▶ _SOURCE DATA_:
---

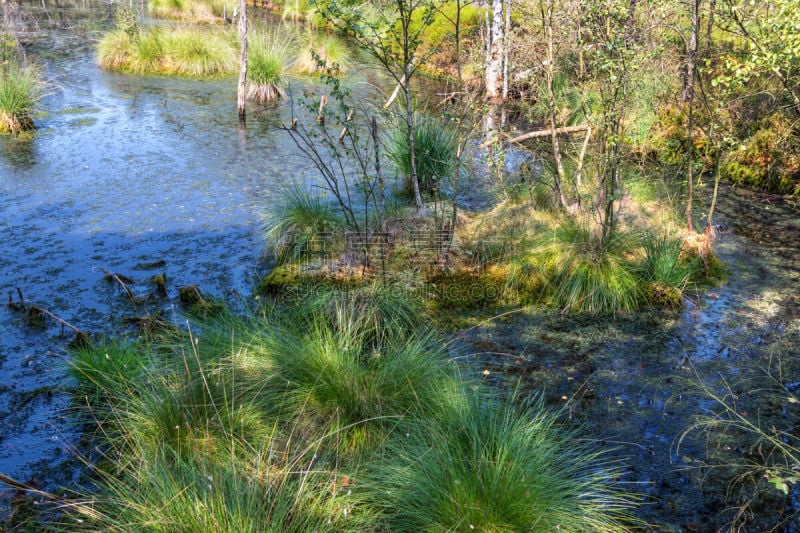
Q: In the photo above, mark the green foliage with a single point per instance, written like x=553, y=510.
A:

---

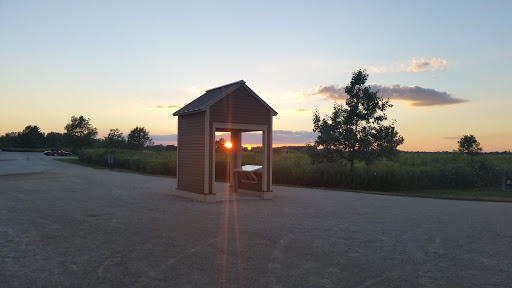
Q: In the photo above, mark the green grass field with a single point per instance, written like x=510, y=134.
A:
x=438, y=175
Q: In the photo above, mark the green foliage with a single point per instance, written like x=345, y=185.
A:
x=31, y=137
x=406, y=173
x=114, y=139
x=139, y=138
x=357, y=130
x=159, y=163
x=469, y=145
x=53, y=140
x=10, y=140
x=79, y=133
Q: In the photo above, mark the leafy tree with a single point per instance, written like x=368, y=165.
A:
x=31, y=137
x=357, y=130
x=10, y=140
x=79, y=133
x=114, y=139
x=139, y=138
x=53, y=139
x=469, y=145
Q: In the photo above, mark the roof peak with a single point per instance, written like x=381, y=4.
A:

---

▶ _YOUR GOAL_:
A single number is the answer: the count of lines in the material above that contain "with".

▶ _REPLY TO THE TASK_:
5